### PROBLEM STATEMENT
Pick each line that has "snow" out of the records.

### EXCERPTED RECORDS
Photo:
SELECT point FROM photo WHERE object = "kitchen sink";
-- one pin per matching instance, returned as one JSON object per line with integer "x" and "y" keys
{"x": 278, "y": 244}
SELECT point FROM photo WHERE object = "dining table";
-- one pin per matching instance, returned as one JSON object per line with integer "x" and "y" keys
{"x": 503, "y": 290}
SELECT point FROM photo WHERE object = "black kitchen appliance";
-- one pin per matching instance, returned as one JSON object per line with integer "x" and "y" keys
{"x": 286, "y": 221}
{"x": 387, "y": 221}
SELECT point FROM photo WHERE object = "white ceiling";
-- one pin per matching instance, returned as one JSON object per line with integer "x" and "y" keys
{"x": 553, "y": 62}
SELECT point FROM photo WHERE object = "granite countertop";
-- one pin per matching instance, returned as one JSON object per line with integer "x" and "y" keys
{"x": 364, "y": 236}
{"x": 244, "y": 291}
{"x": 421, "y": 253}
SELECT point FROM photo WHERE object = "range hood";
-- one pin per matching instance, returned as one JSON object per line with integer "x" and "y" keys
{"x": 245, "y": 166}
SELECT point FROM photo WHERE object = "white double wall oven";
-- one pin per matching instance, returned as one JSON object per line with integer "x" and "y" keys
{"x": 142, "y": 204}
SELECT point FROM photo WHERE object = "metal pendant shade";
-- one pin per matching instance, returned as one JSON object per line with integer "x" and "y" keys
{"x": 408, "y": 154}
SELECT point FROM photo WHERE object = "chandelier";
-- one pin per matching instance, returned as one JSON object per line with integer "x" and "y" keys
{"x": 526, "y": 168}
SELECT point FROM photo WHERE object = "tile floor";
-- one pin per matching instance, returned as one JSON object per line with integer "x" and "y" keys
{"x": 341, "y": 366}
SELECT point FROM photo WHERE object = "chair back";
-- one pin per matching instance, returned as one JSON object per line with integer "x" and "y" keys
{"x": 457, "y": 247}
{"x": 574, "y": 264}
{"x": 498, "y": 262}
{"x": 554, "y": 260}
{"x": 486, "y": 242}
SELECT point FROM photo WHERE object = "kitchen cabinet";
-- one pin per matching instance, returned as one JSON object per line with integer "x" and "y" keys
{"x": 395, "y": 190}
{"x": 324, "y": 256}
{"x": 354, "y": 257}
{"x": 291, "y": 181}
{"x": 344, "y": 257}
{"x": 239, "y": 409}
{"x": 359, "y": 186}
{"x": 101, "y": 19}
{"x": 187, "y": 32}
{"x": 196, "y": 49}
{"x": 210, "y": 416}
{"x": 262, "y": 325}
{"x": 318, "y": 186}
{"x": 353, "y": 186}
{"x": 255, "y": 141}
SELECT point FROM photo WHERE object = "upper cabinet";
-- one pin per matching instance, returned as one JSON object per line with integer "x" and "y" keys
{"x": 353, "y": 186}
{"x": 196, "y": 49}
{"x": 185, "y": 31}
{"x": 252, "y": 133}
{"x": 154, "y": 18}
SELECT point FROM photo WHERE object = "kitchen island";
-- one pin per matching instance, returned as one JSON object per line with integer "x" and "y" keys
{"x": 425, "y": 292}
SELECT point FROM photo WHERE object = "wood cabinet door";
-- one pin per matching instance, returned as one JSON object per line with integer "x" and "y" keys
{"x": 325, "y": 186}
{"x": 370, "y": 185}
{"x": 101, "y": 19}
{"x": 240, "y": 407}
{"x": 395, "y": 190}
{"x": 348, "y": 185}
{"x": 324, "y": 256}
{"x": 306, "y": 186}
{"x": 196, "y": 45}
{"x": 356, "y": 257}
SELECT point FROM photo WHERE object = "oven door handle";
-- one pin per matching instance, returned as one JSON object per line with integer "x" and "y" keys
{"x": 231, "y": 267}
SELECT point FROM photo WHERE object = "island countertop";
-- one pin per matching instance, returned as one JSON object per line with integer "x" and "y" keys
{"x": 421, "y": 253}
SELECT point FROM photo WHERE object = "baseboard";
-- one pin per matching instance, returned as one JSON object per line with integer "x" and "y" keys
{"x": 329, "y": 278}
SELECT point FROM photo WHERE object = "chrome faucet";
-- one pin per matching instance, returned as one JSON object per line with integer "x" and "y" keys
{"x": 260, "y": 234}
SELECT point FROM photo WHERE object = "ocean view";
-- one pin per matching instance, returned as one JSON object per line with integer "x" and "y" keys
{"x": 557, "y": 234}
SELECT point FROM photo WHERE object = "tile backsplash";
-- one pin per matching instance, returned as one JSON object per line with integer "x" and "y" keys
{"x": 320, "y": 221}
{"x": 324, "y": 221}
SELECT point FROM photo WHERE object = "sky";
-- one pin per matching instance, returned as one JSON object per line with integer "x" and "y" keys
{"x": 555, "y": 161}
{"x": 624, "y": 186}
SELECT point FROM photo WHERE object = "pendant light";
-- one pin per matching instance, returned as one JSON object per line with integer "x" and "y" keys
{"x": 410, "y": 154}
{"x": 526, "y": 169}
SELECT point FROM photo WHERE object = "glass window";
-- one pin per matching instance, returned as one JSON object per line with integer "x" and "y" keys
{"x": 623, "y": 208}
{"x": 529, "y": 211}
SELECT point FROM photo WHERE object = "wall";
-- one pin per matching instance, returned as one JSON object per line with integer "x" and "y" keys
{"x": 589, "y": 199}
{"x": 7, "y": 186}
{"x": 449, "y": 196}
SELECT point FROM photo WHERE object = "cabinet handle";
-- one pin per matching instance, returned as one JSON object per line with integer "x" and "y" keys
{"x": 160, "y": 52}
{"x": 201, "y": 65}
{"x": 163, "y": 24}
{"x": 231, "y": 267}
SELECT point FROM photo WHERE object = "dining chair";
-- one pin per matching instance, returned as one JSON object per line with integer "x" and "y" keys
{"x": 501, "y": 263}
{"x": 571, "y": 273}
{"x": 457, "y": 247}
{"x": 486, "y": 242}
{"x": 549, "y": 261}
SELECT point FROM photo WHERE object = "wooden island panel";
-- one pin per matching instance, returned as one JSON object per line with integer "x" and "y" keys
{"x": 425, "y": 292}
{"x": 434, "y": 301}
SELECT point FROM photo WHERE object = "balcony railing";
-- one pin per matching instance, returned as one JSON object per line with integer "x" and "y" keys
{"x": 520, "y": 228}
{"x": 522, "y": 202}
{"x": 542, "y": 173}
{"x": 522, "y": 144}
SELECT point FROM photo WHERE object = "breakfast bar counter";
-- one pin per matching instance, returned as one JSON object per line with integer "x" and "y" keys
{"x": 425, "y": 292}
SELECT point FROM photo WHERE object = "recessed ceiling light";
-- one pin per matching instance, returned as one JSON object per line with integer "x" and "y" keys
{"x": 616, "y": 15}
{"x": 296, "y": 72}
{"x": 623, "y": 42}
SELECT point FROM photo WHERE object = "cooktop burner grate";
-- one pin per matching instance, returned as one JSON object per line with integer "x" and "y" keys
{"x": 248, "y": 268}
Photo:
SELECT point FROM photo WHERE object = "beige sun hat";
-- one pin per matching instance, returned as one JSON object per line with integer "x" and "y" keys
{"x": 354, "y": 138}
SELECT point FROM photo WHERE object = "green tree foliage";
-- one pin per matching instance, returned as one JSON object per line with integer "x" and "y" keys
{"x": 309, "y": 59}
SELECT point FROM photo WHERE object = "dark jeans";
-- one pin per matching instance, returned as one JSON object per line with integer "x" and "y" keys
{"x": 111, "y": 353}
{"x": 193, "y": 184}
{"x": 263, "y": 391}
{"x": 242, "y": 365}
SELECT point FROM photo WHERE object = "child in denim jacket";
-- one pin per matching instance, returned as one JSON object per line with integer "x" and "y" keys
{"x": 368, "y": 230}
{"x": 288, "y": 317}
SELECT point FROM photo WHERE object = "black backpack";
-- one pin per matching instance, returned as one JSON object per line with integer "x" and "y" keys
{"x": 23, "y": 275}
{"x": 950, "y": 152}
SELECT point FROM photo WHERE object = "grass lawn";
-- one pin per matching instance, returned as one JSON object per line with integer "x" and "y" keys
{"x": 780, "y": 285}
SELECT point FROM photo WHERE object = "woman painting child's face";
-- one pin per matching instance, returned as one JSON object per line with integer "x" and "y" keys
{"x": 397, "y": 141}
--
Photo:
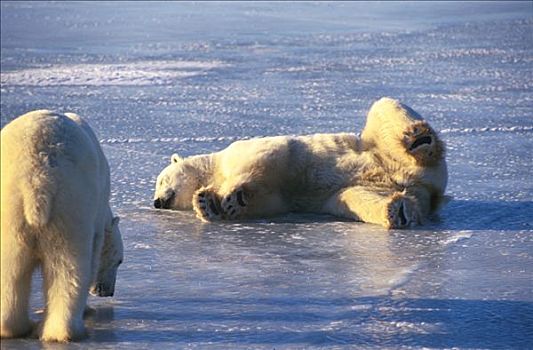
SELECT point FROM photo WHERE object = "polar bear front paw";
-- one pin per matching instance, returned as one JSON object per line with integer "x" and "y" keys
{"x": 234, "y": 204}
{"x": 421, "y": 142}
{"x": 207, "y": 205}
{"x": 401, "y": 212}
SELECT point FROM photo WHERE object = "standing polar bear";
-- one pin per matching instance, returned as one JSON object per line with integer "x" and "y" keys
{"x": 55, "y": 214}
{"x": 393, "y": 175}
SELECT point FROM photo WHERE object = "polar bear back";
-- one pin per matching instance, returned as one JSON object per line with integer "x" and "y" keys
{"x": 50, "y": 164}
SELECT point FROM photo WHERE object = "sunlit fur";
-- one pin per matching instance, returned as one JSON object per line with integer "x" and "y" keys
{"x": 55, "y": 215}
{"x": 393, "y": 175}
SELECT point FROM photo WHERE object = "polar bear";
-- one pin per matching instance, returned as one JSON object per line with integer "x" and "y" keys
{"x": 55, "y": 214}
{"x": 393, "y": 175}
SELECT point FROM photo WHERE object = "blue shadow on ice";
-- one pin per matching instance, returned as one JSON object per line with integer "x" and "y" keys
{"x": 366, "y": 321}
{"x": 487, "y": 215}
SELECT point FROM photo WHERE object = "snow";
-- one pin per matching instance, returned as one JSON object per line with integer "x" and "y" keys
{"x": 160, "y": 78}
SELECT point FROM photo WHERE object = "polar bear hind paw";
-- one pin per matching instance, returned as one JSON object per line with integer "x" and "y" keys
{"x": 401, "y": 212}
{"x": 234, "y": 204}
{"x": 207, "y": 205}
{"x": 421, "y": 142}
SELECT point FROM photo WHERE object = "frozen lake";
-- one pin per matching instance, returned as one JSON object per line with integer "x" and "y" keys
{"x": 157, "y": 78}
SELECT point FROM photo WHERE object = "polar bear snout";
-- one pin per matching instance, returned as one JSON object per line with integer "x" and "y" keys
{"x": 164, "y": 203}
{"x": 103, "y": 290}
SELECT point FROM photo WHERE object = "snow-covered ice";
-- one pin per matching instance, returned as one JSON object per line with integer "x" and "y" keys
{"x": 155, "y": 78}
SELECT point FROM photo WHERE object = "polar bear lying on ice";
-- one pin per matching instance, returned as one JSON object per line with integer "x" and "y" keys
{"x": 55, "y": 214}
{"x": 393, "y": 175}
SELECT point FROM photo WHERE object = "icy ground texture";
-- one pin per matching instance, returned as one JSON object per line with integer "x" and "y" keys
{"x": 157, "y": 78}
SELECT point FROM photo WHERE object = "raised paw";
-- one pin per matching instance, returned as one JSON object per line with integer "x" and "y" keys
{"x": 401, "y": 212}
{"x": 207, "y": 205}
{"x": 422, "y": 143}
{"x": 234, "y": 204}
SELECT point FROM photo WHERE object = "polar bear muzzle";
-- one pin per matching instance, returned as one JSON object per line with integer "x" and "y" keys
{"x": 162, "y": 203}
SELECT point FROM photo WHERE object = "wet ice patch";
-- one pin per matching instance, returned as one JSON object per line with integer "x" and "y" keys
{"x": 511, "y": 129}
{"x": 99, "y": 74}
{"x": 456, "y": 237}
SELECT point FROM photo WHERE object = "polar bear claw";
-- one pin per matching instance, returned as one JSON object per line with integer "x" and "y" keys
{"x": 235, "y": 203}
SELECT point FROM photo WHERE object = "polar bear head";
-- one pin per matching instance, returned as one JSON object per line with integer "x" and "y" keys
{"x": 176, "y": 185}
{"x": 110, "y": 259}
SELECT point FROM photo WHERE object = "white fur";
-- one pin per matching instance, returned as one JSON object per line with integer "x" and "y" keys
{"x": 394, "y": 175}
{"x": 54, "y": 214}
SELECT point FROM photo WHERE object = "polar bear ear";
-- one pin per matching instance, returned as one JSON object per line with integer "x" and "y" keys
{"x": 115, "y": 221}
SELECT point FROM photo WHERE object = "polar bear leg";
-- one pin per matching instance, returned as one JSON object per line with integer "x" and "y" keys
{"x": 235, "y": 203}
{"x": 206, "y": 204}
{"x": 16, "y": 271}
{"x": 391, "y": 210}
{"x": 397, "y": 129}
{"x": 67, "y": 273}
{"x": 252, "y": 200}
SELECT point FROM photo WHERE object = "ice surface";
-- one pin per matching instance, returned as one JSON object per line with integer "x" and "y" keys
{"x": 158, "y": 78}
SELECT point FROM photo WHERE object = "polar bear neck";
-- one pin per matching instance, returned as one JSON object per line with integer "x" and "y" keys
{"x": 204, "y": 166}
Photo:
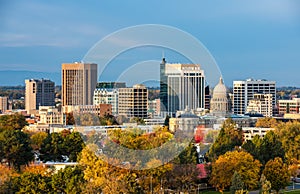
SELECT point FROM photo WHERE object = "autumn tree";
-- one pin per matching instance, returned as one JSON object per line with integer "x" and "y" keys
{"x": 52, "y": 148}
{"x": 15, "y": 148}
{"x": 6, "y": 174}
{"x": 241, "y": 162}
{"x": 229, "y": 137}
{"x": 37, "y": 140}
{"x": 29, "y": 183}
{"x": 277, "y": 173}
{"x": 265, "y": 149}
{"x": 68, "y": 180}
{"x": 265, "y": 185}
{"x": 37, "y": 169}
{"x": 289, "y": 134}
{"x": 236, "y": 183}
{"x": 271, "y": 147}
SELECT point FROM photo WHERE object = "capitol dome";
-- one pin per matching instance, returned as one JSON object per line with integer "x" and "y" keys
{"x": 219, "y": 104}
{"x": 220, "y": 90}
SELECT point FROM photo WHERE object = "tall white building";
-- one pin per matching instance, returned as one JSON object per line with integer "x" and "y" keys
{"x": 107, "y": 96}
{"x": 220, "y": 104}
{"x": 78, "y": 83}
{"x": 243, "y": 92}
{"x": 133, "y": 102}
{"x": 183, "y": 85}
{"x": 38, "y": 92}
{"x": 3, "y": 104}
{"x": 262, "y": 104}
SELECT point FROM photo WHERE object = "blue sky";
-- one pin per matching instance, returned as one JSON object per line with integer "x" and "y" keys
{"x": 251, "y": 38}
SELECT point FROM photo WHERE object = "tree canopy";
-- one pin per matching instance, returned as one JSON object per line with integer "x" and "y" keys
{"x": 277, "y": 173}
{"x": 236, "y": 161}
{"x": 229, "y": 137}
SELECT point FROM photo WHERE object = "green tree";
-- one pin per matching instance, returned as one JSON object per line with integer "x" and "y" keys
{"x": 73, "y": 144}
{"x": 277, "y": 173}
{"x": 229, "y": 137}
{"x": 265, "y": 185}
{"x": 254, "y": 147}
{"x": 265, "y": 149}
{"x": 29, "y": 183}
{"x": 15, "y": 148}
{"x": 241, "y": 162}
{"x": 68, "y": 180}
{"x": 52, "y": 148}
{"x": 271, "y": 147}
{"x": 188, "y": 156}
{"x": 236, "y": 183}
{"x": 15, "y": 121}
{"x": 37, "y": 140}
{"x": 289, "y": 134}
* * *
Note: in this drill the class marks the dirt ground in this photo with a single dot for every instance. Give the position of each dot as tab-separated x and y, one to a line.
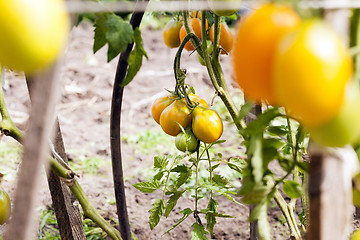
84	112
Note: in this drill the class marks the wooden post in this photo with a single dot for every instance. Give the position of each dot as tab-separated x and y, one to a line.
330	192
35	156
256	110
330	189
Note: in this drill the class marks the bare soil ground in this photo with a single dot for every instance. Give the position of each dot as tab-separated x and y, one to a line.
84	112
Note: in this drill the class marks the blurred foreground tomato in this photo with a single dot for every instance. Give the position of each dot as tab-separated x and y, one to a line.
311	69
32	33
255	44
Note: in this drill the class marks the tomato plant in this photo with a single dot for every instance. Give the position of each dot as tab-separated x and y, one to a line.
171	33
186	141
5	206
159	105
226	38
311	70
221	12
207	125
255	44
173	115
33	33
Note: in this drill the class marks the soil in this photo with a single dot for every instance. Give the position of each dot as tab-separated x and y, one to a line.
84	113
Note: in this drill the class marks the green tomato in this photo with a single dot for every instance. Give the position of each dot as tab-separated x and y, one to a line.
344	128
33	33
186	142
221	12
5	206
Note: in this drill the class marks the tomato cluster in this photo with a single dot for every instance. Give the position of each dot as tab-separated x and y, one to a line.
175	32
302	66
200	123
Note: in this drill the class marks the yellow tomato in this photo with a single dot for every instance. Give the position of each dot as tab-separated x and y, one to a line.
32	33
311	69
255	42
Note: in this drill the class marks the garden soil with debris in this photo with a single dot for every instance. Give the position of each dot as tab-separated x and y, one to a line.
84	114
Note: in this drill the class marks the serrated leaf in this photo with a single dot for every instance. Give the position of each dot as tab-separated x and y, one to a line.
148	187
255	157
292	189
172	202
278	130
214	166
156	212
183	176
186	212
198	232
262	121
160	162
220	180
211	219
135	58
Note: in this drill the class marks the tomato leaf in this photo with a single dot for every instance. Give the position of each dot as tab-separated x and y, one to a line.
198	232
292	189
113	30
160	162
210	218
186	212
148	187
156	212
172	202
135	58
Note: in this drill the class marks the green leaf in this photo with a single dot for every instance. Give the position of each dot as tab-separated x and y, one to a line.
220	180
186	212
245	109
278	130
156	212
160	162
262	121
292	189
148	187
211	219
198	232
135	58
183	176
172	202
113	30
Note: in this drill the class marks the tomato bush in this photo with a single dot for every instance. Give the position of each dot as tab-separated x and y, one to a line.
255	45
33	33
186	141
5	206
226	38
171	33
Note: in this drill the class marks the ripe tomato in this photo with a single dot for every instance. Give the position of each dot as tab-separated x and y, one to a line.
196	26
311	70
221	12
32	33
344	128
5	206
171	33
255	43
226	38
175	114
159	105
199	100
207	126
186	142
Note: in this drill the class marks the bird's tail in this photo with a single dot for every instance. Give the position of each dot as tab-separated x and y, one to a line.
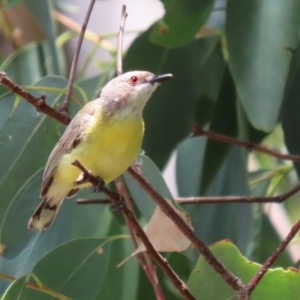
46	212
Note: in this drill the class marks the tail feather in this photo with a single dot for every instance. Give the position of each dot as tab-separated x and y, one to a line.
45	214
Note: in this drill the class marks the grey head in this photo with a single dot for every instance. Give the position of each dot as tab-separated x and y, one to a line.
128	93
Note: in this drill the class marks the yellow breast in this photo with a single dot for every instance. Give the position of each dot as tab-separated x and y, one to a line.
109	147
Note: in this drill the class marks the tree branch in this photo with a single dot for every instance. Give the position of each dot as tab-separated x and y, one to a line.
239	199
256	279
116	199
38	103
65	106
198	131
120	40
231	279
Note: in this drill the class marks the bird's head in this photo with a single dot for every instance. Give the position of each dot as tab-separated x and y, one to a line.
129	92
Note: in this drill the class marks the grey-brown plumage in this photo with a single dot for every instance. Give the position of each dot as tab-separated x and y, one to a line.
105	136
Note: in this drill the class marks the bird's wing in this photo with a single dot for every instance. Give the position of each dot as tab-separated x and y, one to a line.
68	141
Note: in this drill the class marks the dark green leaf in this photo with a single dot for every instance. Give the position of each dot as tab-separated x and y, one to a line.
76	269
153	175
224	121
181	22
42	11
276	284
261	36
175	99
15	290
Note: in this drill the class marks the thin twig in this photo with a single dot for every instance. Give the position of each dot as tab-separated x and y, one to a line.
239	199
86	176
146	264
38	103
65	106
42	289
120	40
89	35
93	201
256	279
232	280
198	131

### RESPONSE
SELECT point FROM photo WHERE object = "snow";
SELECT point FROM photo WHERE object = "snow-covered ice";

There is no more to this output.